## Begin Data supplied
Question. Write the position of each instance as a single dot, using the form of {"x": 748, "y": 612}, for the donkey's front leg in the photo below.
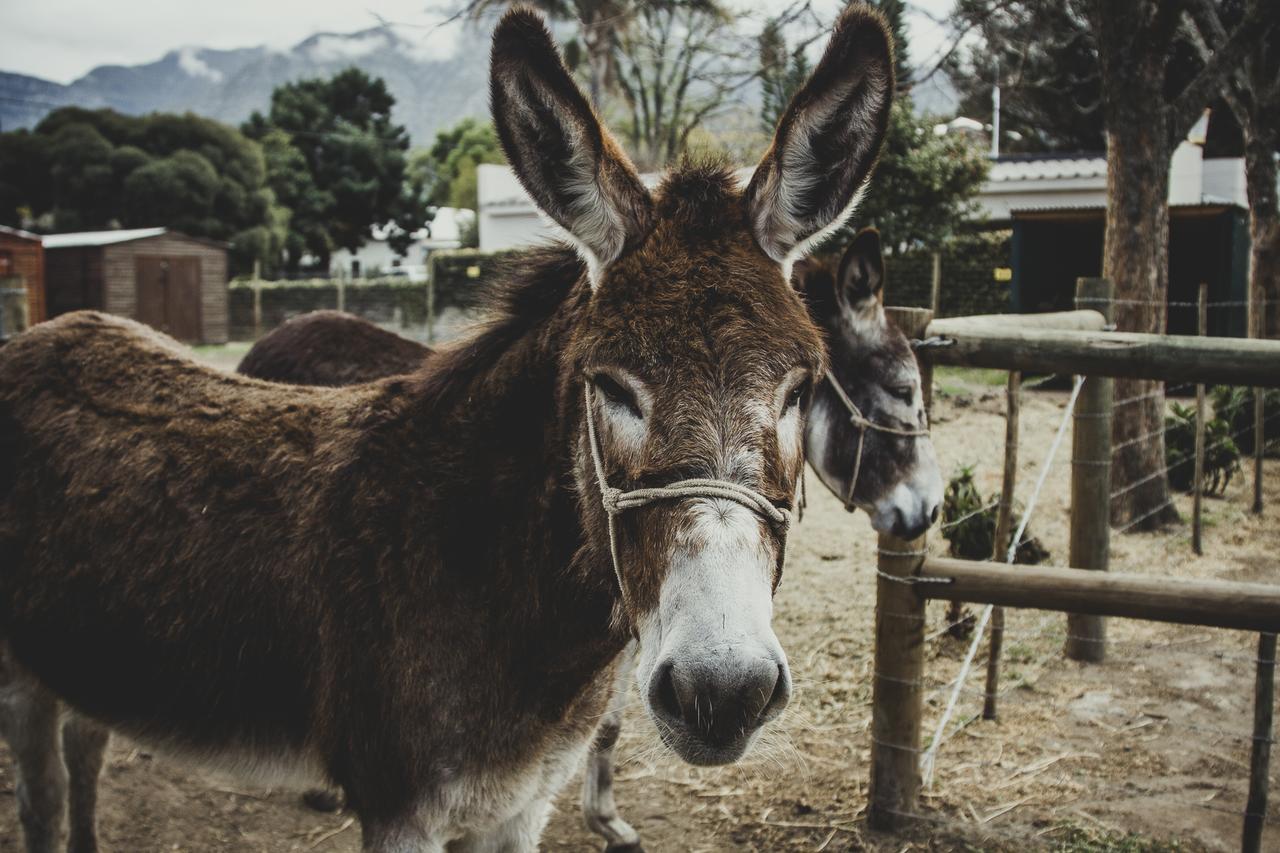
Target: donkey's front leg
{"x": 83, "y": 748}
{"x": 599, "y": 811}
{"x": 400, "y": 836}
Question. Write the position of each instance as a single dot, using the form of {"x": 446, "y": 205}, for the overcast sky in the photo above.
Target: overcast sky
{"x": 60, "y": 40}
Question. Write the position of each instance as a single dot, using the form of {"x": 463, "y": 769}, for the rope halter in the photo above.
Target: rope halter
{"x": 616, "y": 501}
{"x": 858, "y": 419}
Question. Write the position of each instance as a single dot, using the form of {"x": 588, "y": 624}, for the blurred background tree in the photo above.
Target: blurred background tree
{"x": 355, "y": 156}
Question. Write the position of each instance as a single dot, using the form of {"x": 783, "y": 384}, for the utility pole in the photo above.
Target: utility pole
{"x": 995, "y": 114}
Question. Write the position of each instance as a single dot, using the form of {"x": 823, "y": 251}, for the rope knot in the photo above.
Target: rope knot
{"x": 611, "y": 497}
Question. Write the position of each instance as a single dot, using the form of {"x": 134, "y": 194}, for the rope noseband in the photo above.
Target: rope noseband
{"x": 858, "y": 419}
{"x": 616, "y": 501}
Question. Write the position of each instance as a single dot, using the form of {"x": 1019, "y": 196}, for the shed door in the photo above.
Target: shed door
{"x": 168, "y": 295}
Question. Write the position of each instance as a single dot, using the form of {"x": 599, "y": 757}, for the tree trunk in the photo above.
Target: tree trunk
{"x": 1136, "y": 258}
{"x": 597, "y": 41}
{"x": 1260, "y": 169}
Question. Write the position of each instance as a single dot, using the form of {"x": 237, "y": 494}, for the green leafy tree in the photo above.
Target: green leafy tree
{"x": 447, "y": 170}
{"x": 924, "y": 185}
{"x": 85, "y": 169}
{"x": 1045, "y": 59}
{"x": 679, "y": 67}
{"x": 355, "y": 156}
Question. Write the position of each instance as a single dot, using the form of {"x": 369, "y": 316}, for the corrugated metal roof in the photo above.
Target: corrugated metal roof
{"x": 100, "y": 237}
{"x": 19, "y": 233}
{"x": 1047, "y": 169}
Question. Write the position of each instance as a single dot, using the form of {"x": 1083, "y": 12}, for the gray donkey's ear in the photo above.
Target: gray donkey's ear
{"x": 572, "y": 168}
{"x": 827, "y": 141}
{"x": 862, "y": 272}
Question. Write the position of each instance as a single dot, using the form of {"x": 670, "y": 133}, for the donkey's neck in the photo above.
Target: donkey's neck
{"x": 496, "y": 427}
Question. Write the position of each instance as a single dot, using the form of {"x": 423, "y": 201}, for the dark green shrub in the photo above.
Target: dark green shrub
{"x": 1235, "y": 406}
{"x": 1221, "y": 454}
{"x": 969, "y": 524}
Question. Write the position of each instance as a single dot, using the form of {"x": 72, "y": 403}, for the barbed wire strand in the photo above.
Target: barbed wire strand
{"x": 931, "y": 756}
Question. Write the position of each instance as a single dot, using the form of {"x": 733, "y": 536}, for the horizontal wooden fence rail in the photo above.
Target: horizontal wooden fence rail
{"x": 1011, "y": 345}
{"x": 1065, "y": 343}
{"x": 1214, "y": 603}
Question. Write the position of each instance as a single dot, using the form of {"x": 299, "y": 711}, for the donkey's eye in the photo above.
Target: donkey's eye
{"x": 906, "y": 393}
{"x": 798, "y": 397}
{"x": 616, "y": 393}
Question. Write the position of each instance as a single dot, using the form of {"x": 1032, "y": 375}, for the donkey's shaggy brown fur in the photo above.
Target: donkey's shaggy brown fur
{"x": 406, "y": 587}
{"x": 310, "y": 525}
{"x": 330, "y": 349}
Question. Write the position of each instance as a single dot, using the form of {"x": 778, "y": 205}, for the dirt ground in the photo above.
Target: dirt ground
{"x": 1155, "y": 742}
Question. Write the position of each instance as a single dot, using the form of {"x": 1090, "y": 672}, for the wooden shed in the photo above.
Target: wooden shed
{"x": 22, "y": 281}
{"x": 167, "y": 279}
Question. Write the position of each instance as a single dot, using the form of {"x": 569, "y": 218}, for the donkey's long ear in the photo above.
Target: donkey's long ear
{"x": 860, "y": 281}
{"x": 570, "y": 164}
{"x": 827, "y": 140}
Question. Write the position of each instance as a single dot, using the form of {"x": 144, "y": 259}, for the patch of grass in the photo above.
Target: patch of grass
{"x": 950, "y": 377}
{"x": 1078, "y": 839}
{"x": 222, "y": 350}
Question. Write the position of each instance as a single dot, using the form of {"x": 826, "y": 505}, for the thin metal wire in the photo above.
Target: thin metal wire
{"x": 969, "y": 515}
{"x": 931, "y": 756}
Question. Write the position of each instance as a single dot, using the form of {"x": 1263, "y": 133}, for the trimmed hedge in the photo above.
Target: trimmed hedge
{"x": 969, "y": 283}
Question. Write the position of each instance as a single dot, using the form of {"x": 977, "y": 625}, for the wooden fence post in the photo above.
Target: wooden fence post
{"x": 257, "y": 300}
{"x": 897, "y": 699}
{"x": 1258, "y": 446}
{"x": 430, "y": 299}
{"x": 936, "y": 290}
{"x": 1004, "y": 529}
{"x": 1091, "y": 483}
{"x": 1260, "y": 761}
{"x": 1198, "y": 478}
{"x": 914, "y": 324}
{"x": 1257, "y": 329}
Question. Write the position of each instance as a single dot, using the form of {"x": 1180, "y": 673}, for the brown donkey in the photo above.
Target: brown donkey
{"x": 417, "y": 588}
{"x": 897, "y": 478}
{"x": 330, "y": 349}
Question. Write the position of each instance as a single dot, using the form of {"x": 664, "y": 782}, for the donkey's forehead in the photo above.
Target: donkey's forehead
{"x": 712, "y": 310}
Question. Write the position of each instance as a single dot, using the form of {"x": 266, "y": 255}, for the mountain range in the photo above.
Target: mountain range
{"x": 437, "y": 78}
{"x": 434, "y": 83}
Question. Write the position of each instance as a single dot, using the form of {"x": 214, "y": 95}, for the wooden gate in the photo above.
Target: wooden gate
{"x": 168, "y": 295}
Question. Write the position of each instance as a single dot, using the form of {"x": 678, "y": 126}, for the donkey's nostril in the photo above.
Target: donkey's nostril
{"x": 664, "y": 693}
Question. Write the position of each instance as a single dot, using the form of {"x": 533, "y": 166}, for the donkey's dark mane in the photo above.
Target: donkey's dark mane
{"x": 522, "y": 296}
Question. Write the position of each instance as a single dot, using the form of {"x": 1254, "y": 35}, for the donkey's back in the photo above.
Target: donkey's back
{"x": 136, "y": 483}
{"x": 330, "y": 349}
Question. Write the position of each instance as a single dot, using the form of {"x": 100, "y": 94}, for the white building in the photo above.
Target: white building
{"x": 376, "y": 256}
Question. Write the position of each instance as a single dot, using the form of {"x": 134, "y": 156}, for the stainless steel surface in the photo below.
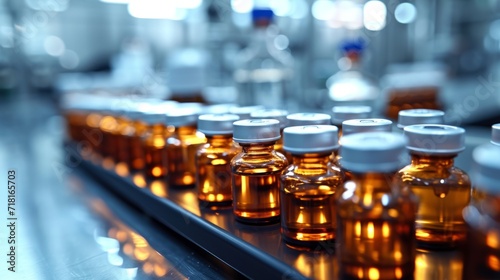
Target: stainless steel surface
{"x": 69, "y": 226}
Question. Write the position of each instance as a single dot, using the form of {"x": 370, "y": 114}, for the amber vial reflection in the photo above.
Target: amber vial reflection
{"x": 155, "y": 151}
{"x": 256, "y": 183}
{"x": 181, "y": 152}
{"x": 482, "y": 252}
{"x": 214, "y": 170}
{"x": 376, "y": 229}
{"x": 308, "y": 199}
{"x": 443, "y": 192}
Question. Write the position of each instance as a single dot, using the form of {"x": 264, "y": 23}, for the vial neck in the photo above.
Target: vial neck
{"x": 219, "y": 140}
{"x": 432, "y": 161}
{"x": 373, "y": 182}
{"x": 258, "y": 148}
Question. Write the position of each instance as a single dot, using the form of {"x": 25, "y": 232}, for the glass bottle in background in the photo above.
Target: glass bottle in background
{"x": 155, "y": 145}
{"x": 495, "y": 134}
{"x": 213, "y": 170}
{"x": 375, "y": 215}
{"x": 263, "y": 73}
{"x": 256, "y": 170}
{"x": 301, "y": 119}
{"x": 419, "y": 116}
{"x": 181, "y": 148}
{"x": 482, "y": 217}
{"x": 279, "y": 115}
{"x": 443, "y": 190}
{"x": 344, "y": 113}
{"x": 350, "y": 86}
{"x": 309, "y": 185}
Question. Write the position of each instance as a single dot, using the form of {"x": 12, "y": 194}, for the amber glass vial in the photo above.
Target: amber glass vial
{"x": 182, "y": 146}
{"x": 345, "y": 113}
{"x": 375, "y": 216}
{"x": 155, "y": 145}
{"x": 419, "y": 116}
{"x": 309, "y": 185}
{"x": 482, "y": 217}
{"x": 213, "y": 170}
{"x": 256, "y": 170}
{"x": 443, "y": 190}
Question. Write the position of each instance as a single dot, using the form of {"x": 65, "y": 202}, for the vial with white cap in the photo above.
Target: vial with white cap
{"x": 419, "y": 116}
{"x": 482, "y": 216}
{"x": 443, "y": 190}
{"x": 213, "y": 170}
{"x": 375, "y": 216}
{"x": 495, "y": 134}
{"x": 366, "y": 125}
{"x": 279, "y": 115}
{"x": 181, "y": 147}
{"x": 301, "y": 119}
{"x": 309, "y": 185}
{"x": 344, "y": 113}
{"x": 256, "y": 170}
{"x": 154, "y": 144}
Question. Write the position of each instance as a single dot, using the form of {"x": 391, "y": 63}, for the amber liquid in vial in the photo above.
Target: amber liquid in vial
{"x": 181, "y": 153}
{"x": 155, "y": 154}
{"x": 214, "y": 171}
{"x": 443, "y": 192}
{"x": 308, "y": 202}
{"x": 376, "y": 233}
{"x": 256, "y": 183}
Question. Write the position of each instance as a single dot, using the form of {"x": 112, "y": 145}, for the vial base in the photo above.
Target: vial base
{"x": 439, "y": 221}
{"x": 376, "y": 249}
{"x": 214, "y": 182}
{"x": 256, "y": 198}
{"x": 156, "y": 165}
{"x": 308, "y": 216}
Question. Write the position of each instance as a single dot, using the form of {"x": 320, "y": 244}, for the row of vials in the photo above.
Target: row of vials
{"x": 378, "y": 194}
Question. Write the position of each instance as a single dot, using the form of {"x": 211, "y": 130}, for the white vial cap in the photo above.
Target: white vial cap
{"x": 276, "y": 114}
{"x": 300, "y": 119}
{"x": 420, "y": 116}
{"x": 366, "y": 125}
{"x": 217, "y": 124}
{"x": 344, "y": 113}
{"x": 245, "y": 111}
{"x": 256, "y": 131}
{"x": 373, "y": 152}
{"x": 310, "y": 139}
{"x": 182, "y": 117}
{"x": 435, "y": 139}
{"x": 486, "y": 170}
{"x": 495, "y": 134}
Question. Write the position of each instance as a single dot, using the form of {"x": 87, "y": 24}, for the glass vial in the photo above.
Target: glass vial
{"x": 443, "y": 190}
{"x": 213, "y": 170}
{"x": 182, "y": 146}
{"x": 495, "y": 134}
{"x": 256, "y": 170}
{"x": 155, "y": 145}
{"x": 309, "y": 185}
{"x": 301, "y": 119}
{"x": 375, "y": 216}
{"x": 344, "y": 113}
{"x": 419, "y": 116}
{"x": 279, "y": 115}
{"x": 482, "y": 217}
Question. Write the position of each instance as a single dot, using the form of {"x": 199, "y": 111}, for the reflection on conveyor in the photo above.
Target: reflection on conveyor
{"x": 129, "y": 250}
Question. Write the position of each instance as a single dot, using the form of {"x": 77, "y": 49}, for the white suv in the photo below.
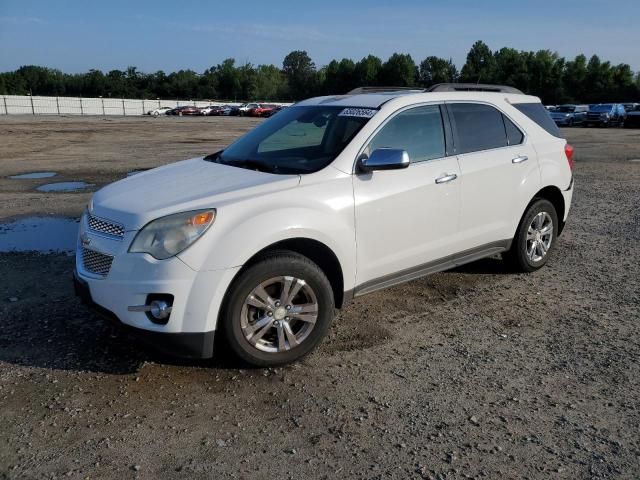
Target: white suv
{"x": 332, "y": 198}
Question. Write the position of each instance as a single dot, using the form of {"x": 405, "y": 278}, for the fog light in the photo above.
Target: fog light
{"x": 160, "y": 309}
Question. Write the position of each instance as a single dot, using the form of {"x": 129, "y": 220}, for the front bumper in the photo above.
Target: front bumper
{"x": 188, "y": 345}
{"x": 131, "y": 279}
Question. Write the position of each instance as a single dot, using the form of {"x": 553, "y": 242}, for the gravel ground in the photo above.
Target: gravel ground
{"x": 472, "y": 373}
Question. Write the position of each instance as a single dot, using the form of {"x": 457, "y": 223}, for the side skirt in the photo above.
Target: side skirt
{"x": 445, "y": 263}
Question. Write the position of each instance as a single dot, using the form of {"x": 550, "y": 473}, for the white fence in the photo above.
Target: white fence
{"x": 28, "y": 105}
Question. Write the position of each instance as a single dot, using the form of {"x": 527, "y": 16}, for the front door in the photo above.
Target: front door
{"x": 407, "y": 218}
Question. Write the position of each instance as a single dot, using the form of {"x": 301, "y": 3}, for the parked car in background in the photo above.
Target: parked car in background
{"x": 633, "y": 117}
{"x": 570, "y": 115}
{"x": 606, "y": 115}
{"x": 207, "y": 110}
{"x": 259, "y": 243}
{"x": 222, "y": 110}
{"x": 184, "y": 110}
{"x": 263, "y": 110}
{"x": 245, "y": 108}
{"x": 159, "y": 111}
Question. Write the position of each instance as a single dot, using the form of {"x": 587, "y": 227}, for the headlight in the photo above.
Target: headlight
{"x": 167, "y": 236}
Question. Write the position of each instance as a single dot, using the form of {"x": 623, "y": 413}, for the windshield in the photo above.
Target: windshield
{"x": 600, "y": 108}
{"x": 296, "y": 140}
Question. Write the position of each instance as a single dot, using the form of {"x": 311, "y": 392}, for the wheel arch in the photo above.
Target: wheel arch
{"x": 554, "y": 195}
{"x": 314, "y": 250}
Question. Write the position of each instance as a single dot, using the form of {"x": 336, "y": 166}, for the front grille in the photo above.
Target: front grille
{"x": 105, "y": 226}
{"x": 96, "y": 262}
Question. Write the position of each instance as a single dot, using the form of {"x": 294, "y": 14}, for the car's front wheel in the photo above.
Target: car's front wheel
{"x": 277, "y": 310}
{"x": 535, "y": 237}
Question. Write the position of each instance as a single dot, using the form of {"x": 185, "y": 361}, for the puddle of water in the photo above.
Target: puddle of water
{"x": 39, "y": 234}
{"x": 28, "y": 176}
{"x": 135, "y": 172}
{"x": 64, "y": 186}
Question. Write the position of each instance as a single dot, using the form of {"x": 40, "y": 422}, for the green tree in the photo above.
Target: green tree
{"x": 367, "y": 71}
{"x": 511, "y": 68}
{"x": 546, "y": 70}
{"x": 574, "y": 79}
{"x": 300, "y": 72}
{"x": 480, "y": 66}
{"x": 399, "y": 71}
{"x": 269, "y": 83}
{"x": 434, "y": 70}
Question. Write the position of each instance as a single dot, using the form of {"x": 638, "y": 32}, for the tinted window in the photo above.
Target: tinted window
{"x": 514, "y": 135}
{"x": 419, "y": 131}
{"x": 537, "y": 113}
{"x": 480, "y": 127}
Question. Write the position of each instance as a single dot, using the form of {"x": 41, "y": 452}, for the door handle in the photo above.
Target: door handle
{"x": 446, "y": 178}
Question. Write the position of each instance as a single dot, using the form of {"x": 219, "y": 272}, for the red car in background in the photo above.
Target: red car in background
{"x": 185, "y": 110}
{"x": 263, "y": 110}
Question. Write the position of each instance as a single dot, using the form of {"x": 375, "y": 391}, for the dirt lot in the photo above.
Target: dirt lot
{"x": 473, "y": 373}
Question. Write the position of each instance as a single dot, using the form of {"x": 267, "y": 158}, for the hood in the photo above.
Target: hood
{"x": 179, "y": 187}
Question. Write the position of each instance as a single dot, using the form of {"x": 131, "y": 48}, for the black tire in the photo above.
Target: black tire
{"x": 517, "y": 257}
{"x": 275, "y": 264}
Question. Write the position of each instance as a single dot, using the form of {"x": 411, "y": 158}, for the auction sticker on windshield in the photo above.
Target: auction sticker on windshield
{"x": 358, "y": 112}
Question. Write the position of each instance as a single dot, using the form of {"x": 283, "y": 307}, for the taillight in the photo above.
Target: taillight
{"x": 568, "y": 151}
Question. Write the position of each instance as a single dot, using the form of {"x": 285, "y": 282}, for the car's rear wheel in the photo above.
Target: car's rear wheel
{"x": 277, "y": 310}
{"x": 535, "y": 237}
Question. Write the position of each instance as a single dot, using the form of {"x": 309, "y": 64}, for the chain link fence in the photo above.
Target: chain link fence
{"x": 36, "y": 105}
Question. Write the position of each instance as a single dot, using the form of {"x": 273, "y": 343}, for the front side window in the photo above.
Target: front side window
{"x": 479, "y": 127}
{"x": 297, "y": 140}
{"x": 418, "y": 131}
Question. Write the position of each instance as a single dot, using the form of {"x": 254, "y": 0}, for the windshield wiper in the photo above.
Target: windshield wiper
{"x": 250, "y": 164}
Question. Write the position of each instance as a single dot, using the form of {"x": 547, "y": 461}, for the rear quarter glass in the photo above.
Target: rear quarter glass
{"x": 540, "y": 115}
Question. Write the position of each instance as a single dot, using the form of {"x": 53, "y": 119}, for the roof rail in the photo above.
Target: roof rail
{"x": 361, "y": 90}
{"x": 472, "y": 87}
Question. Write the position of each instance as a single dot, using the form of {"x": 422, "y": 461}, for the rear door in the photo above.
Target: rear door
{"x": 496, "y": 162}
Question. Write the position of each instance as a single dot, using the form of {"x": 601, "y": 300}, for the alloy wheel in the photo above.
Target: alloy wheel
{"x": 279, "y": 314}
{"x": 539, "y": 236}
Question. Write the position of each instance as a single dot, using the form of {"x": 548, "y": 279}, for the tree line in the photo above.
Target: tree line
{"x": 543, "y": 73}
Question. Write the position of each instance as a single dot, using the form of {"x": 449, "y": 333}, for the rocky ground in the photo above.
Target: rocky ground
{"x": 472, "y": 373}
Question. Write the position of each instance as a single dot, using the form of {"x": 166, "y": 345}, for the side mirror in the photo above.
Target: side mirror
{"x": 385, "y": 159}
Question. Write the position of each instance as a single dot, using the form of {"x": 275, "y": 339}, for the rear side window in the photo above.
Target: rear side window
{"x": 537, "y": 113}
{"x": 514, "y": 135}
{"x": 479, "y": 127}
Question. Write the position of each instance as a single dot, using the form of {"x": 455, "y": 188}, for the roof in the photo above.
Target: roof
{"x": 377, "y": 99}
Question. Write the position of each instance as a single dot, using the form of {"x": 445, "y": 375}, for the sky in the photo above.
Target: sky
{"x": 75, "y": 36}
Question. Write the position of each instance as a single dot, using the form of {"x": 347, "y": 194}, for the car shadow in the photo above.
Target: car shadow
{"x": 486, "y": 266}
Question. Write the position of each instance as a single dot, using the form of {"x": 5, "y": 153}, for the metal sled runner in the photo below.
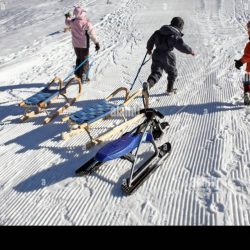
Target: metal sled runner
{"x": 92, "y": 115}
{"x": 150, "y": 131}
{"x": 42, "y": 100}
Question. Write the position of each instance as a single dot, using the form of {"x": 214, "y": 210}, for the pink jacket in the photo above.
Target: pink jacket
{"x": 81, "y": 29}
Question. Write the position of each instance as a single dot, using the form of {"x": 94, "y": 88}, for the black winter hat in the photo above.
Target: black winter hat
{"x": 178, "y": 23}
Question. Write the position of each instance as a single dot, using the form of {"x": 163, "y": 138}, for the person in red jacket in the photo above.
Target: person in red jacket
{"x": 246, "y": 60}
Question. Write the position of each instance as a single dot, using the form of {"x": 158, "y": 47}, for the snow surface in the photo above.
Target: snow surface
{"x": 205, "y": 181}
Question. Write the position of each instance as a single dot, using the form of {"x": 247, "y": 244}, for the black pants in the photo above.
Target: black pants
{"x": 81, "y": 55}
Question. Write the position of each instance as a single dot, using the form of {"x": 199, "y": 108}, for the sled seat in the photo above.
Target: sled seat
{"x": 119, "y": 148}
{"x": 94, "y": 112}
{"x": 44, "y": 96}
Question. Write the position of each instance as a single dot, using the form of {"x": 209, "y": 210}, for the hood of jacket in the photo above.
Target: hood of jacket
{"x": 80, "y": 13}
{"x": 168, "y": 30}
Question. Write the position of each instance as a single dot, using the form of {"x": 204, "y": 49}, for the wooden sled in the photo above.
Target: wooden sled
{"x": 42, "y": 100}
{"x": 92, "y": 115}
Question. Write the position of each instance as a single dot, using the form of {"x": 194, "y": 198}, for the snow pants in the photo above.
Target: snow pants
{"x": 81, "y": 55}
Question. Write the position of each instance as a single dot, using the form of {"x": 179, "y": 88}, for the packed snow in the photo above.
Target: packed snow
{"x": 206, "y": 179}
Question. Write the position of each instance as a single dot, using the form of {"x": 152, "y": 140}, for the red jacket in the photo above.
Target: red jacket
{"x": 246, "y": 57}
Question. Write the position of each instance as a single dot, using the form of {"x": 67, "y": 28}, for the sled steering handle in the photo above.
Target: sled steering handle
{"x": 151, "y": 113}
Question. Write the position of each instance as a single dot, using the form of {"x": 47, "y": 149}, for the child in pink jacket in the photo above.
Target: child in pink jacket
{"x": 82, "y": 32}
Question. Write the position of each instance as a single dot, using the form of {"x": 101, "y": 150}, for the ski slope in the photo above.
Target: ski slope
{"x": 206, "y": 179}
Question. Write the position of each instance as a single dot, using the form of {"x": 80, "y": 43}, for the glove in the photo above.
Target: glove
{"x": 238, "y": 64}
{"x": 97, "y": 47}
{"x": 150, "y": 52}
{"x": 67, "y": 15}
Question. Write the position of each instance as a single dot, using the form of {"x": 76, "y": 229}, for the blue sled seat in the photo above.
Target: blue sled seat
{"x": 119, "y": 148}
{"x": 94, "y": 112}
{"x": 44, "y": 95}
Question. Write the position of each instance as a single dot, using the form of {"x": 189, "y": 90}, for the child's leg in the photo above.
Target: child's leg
## End Data supplied
**Stated exercise**
Only the lines from the one that contains "sled in the photo above." to the end of the entries above should be given again, exactly and in full.

**Exercise answer**
Question. Write the position of each instance as a single dot, using the form of {"x": 204, "y": 49}, for the wooden sled in the photo above.
Target: wooden sled
{"x": 42, "y": 100}
{"x": 92, "y": 115}
Question. Write the position of each instance as a single dot, using the form of {"x": 194, "y": 198}, for the snow pants in the photo above.
Target: snow pants
{"x": 81, "y": 55}
Question. Write the position of each instance as a single dot, using the form of {"x": 179, "y": 88}, for the packed snow in the photo above.
Target: packed snow
{"x": 206, "y": 179}
Question. Write the position of each instance as a single dot, using the form of {"x": 152, "y": 140}, for the red jacket in the photo above.
Target: red jacket
{"x": 246, "y": 57}
Question. Write the position of each instance as a single dot, using the form of {"x": 67, "y": 28}, for the sled steering handle in the photo above.
Target: sled steering handle
{"x": 151, "y": 113}
Question. Write the position of each instance as a single dot, using the form of {"x": 47, "y": 149}, for the child in pink jacket in the photo above.
Target: child in pink jacket
{"x": 82, "y": 32}
Question. Write the position of each instance as a single dot, using the form of {"x": 101, "y": 150}, for the ski slope in the photo above.
Target: ski slope
{"x": 206, "y": 179}
Question. Write the position of each instance as a single dot, using the form of {"x": 80, "y": 43}, for the glove in the photo above.
Target: glove
{"x": 238, "y": 64}
{"x": 97, "y": 47}
{"x": 150, "y": 52}
{"x": 67, "y": 15}
Question. Write the position of each instance as a single dot, using the form of {"x": 76, "y": 229}, for the blue sled seat in the photo above.
Target: blue sled seat
{"x": 119, "y": 148}
{"x": 94, "y": 112}
{"x": 44, "y": 95}
Question. Write the position of each instance as a single dot, using the form of {"x": 189, "y": 90}, for the child's leg in the photo above.
Target: child's leg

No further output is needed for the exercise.